*Task directions*
Repeat the lines below word for word, starting at the line with "Class, locate every instance of the street" and continuing through the last line.
━━ Material
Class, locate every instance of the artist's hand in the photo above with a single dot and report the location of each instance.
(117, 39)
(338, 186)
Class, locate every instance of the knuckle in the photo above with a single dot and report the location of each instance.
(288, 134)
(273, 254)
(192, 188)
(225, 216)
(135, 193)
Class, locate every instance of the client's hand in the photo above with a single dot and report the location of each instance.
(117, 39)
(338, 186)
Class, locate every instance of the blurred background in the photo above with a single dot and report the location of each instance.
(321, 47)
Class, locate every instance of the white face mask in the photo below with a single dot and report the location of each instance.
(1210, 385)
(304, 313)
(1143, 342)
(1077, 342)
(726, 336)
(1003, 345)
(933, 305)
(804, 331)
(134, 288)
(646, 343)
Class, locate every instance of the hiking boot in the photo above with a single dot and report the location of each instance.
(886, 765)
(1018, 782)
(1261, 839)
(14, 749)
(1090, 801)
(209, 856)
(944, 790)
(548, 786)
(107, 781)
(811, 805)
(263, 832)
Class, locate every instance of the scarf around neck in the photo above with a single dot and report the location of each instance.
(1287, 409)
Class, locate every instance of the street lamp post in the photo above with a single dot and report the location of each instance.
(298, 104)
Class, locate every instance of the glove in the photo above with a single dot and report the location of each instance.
━━━━
*Solution below*
Class, locate every instance of the street lamp post in the photo above with a single dot and report the location of each instance.
(298, 104)
Class, locate every instance of the glove in the photo above with a single dot and report the location of each instance.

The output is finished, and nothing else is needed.